**Given task**
Reproduce the lines of the material word for word, from the line containing "in white coat" through the final line of the material. Omit the pictures.

**Supplied material**

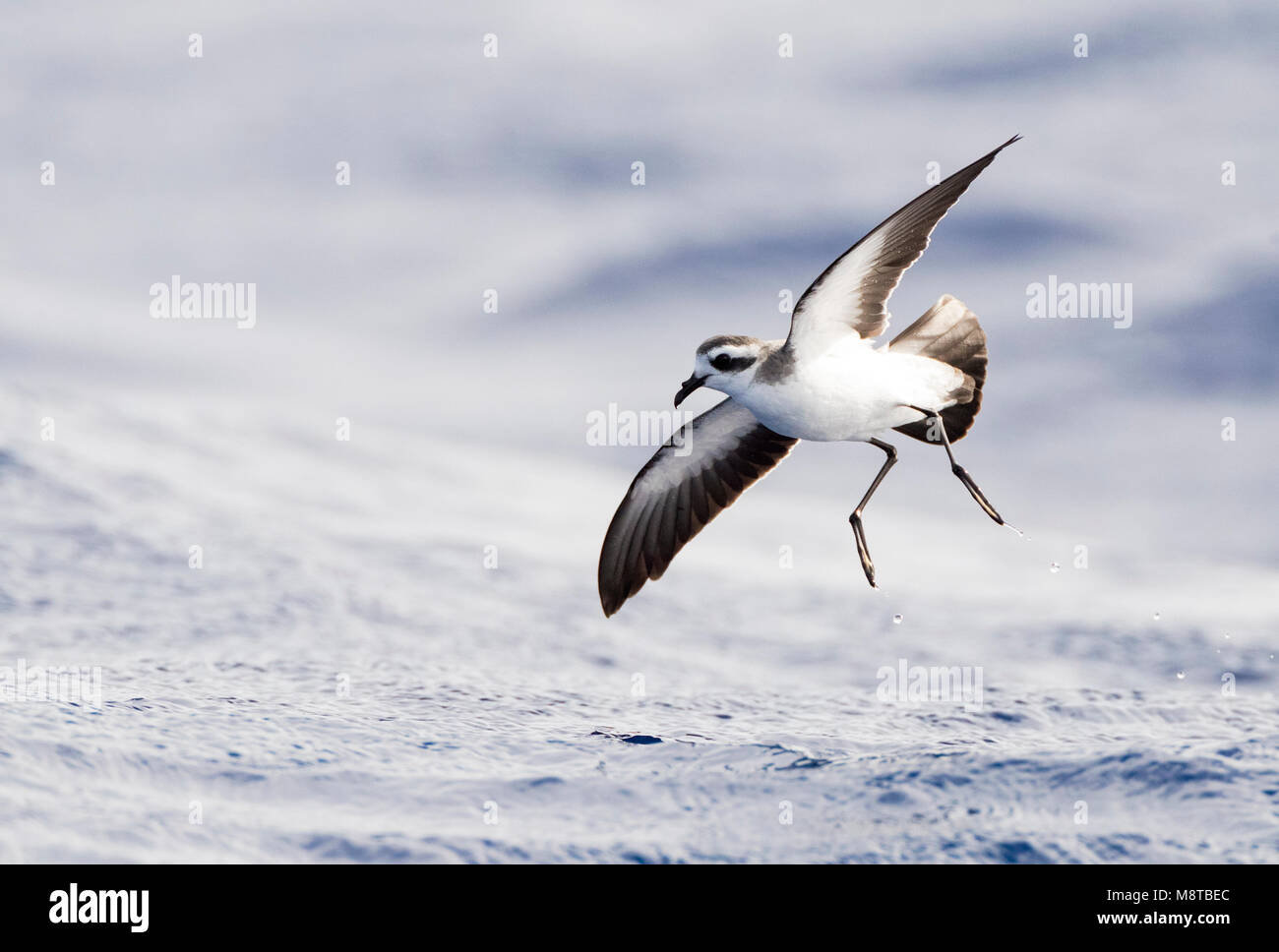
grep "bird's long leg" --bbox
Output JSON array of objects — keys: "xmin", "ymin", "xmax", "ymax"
[
  {"xmin": 848, "ymin": 440, "xmax": 896, "ymax": 588},
  {"xmin": 911, "ymin": 405, "xmax": 1022, "ymax": 535}
]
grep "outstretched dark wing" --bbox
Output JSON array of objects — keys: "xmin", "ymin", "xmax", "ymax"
[
  {"xmin": 787, "ymin": 136, "xmax": 1020, "ymax": 351},
  {"xmin": 600, "ymin": 398, "xmax": 798, "ymax": 616}
]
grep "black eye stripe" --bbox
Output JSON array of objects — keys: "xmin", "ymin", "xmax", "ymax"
[{"xmin": 711, "ymin": 354, "xmax": 755, "ymax": 372}]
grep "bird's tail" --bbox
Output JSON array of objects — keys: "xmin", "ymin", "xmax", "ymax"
[{"xmin": 887, "ymin": 294, "xmax": 986, "ymax": 444}]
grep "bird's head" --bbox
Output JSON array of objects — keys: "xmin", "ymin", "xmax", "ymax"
[{"xmin": 675, "ymin": 334, "xmax": 767, "ymax": 406}]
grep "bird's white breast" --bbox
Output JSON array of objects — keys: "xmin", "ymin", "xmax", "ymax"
[{"xmin": 737, "ymin": 334, "xmax": 963, "ymax": 441}]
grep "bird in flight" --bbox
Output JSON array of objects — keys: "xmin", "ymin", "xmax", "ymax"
[{"xmin": 598, "ymin": 136, "xmax": 1020, "ymax": 616}]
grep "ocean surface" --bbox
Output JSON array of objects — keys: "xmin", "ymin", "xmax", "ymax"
[
  {"xmin": 0, "ymin": 0, "xmax": 1279, "ymax": 863},
  {"xmin": 0, "ymin": 383, "xmax": 1279, "ymax": 863}
]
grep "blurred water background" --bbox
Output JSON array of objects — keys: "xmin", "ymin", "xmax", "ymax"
[{"xmin": 0, "ymin": 3, "xmax": 1279, "ymax": 863}]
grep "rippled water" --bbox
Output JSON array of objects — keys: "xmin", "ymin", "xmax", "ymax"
[{"xmin": 0, "ymin": 393, "xmax": 1279, "ymax": 863}]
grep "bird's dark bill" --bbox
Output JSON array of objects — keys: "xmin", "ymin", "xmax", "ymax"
[{"xmin": 675, "ymin": 373, "xmax": 706, "ymax": 406}]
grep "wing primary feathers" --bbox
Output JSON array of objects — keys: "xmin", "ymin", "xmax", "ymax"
[
  {"xmin": 598, "ymin": 398, "xmax": 798, "ymax": 616},
  {"xmin": 787, "ymin": 136, "xmax": 1020, "ymax": 349}
]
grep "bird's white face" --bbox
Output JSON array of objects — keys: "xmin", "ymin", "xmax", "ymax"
[{"xmin": 675, "ymin": 336, "xmax": 763, "ymax": 406}]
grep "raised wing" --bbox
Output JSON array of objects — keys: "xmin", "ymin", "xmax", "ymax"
[
  {"xmin": 787, "ymin": 136, "xmax": 1020, "ymax": 351},
  {"xmin": 600, "ymin": 398, "xmax": 798, "ymax": 616}
]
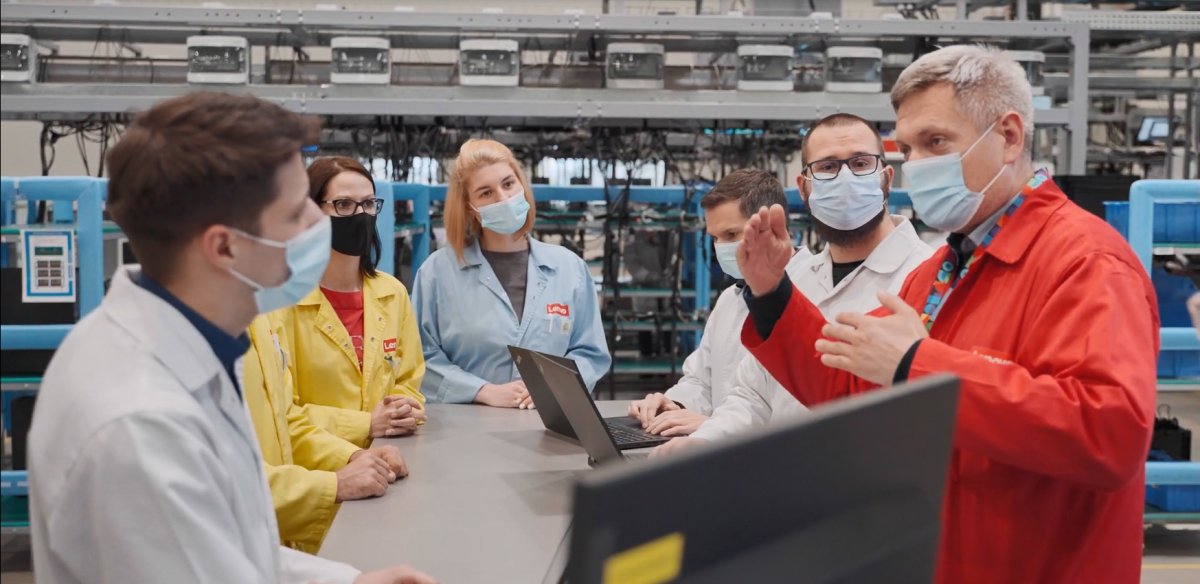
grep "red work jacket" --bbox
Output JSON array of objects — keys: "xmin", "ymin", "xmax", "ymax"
[{"xmin": 742, "ymin": 180, "xmax": 1159, "ymax": 584}]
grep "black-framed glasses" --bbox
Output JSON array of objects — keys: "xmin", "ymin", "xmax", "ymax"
[
  {"xmin": 804, "ymin": 155, "xmax": 883, "ymax": 180},
  {"xmin": 322, "ymin": 199, "xmax": 383, "ymax": 217}
]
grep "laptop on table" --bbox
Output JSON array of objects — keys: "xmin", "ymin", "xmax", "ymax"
[{"xmin": 509, "ymin": 345, "xmax": 670, "ymax": 463}]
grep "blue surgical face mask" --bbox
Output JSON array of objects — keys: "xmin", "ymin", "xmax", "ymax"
[
  {"xmin": 904, "ymin": 120, "xmax": 1008, "ymax": 231},
  {"xmin": 229, "ymin": 217, "xmax": 331, "ymax": 314},
  {"xmin": 472, "ymin": 189, "xmax": 529, "ymax": 235},
  {"xmin": 713, "ymin": 241, "xmax": 742, "ymax": 279},
  {"xmin": 805, "ymin": 164, "xmax": 883, "ymax": 231}
]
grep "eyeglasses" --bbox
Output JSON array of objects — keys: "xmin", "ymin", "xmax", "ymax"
[
  {"xmin": 804, "ymin": 155, "xmax": 883, "ymax": 180},
  {"xmin": 322, "ymin": 199, "xmax": 383, "ymax": 217}
]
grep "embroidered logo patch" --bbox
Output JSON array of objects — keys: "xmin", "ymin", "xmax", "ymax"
[{"xmin": 971, "ymin": 347, "xmax": 1013, "ymax": 365}]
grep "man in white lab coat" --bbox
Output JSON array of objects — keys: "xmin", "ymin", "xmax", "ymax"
[
  {"xmin": 655, "ymin": 114, "xmax": 934, "ymax": 454},
  {"xmin": 629, "ymin": 169, "xmax": 811, "ymax": 437},
  {"xmin": 29, "ymin": 92, "xmax": 433, "ymax": 584}
]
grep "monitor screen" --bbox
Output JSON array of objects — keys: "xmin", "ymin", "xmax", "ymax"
[{"xmin": 1138, "ymin": 115, "xmax": 1171, "ymax": 142}]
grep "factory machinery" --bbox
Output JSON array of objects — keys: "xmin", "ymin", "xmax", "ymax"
[{"xmin": 0, "ymin": 2, "xmax": 1200, "ymax": 389}]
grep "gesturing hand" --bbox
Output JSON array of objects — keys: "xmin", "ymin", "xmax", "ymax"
[
  {"xmin": 816, "ymin": 290, "xmax": 929, "ymax": 385},
  {"xmin": 629, "ymin": 393, "xmax": 679, "ymax": 429},
  {"xmin": 475, "ymin": 379, "xmax": 533, "ymax": 409},
  {"xmin": 738, "ymin": 205, "xmax": 793, "ymax": 296},
  {"xmin": 370, "ymin": 396, "xmax": 425, "ymax": 438},
  {"xmin": 646, "ymin": 410, "xmax": 708, "ymax": 438},
  {"xmin": 350, "ymin": 566, "xmax": 438, "ymax": 584}
]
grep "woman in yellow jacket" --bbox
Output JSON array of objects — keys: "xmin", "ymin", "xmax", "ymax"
[
  {"xmin": 241, "ymin": 315, "xmax": 408, "ymax": 554},
  {"xmin": 284, "ymin": 156, "xmax": 425, "ymax": 446}
]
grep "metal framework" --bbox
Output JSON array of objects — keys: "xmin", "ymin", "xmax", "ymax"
[{"xmin": 0, "ymin": 4, "xmax": 1091, "ymax": 174}]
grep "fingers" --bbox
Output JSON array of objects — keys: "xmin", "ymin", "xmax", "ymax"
[
  {"xmin": 875, "ymin": 290, "xmax": 918, "ymax": 317},
  {"xmin": 821, "ymin": 353, "xmax": 854, "ymax": 373},
  {"xmin": 770, "ymin": 204, "xmax": 792, "ymax": 241},
  {"xmin": 814, "ymin": 338, "xmax": 854, "ymax": 357}
]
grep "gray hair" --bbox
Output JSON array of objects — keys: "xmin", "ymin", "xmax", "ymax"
[{"xmin": 892, "ymin": 44, "xmax": 1033, "ymax": 153}]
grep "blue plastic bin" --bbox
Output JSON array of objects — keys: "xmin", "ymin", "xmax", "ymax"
[
  {"xmin": 1104, "ymin": 200, "xmax": 1200, "ymax": 245},
  {"xmin": 1146, "ymin": 484, "xmax": 1200, "ymax": 513}
]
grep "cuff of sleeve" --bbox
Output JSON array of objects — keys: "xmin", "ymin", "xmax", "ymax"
[
  {"xmin": 892, "ymin": 338, "xmax": 924, "ymax": 384},
  {"xmin": 337, "ymin": 410, "xmax": 371, "ymax": 450},
  {"xmin": 742, "ymin": 272, "xmax": 796, "ymax": 341},
  {"xmin": 433, "ymin": 372, "xmax": 487, "ymax": 404}
]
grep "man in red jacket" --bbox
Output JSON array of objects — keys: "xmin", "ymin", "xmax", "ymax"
[{"xmin": 738, "ymin": 46, "xmax": 1159, "ymax": 584}]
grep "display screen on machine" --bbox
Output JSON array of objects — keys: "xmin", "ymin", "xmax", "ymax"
[
  {"xmin": 334, "ymin": 47, "xmax": 388, "ymax": 73},
  {"xmin": 0, "ymin": 44, "xmax": 29, "ymax": 71},
  {"xmin": 187, "ymin": 47, "xmax": 246, "ymax": 73},
  {"xmin": 461, "ymin": 50, "xmax": 517, "ymax": 76},
  {"xmin": 608, "ymin": 53, "xmax": 662, "ymax": 79},
  {"xmin": 742, "ymin": 55, "xmax": 792, "ymax": 82},
  {"xmin": 826, "ymin": 56, "xmax": 883, "ymax": 83}
]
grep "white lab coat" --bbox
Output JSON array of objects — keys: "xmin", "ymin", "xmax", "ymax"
[
  {"xmin": 691, "ymin": 215, "xmax": 934, "ymax": 441},
  {"xmin": 666, "ymin": 247, "xmax": 812, "ymax": 416},
  {"xmin": 29, "ymin": 266, "xmax": 359, "ymax": 584}
]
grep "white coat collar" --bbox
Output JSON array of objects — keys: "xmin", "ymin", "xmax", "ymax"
[
  {"xmin": 810, "ymin": 215, "xmax": 920, "ymax": 275},
  {"xmin": 104, "ymin": 266, "xmax": 231, "ymax": 392}
]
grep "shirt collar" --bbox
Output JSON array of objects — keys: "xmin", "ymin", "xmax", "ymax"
[
  {"xmin": 138, "ymin": 271, "xmax": 250, "ymax": 392},
  {"xmin": 461, "ymin": 236, "xmax": 554, "ymax": 270},
  {"xmin": 811, "ymin": 215, "xmax": 922, "ymax": 273}
]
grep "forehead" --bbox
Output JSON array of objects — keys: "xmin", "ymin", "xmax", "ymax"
[
  {"xmin": 804, "ymin": 124, "xmax": 881, "ymax": 162},
  {"xmin": 328, "ymin": 170, "xmax": 374, "ymax": 194},
  {"xmin": 704, "ymin": 200, "xmax": 749, "ymax": 231},
  {"xmin": 469, "ymin": 162, "xmax": 512, "ymax": 186},
  {"xmin": 896, "ymin": 83, "xmax": 974, "ymax": 143}
]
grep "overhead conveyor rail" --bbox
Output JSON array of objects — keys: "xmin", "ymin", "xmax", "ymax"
[{"xmin": 0, "ymin": 4, "xmax": 1090, "ymax": 174}]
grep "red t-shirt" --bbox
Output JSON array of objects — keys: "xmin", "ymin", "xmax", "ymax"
[{"xmin": 320, "ymin": 288, "xmax": 362, "ymax": 371}]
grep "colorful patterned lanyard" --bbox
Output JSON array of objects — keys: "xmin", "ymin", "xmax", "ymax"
[{"xmin": 920, "ymin": 170, "xmax": 1050, "ymax": 331}]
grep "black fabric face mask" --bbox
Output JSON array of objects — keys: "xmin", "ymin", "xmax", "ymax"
[{"xmin": 330, "ymin": 213, "xmax": 376, "ymax": 257}]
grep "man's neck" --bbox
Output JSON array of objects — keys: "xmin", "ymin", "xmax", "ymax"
[
  {"xmin": 956, "ymin": 163, "xmax": 1034, "ymax": 235},
  {"xmin": 829, "ymin": 215, "xmax": 896, "ymax": 264},
  {"xmin": 160, "ymin": 276, "xmax": 258, "ymax": 337}
]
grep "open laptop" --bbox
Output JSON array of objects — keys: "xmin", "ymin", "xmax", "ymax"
[{"xmin": 509, "ymin": 345, "xmax": 670, "ymax": 462}]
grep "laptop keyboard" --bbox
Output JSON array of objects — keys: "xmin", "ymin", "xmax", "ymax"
[{"xmin": 605, "ymin": 422, "xmax": 662, "ymax": 444}]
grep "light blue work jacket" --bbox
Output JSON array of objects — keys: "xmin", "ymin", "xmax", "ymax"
[{"xmin": 413, "ymin": 239, "xmax": 612, "ymax": 403}]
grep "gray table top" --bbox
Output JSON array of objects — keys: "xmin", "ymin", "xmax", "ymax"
[{"xmin": 320, "ymin": 402, "xmax": 629, "ymax": 584}]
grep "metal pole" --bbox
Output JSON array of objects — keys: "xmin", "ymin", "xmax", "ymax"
[
  {"xmin": 1164, "ymin": 40, "xmax": 1180, "ymax": 179},
  {"xmin": 1058, "ymin": 24, "xmax": 1092, "ymax": 175},
  {"xmin": 1183, "ymin": 43, "xmax": 1196, "ymax": 180}
]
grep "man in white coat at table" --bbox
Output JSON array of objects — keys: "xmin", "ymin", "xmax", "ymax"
[
  {"xmin": 29, "ymin": 92, "xmax": 433, "ymax": 584},
  {"xmin": 629, "ymin": 169, "xmax": 812, "ymax": 437},
  {"xmin": 655, "ymin": 114, "xmax": 934, "ymax": 456}
]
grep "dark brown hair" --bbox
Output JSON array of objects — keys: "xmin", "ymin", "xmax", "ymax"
[
  {"xmin": 308, "ymin": 156, "xmax": 381, "ymax": 278},
  {"xmin": 106, "ymin": 91, "xmax": 320, "ymax": 282},
  {"xmin": 700, "ymin": 168, "xmax": 787, "ymax": 217},
  {"xmin": 800, "ymin": 114, "xmax": 887, "ymax": 165}
]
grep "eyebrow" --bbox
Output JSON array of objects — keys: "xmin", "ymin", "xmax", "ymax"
[{"xmin": 475, "ymin": 174, "xmax": 516, "ymax": 193}]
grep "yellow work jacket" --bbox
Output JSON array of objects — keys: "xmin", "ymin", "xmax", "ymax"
[
  {"xmin": 281, "ymin": 272, "xmax": 425, "ymax": 447},
  {"xmin": 242, "ymin": 317, "xmax": 359, "ymax": 554}
]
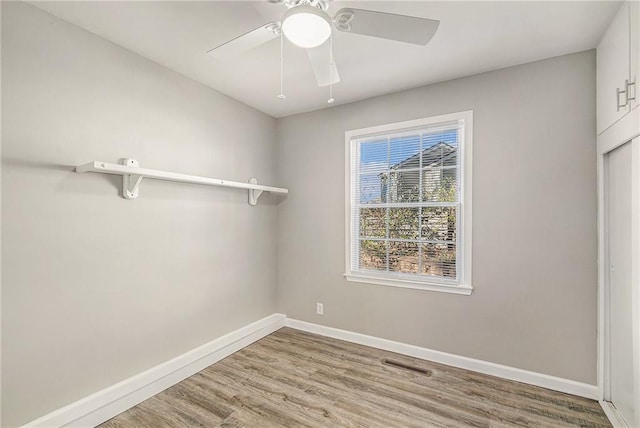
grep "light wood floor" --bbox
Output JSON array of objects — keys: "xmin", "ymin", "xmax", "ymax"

**Solution below**
grep "man in white coat at table" --bbox
Output JSON array of objects — keys: "xmin", "ymin", "xmax", "ymax"
[
  {"xmin": 29, "ymin": 92, "xmax": 433, "ymax": 584},
  {"xmin": 629, "ymin": 169, "xmax": 812, "ymax": 437},
  {"xmin": 655, "ymin": 114, "xmax": 934, "ymax": 456}
]
grep "dark brown hair" --bbox
Output JSON array of objects — keys: "xmin", "ymin", "xmax", "ymax"
[
  {"xmin": 308, "ymin": 156, "xmax": 381, "ymax": 278},
  {"xmin": 106, "ymin": 91, "xmax": 320, "ymax": 282},
  {"xmin": 700, "ymin": 168, "xmax": 787, "ymax": 217},
  {"xmin": 800, "ymin": 114, "xmax": 887, "ymax": 165}
]
grep "eyebrow" --bbox
Output JSON array of objects — keys: "xmin", "ymin", "xmax", "ymax"
[{"xmin": 475, "ymin": 174, "xmax": 516, "ymax": 193}]
grep "yellow work jacket" --bbox
Output JSON array of objects — keys: "xmin", "ymin", "xmax", "ymax"
[
  {"xmin": 281, "ymin": 272, "xmax": 425, "ymax": 447},
  {"xmin": 242, "ymin": 317, "xmax": 359, "ymax": 554}
]
grep "light wood floor" --bbox
Output JSON array of objects — keys: "xmin", "ymin", "xmax", "ymax"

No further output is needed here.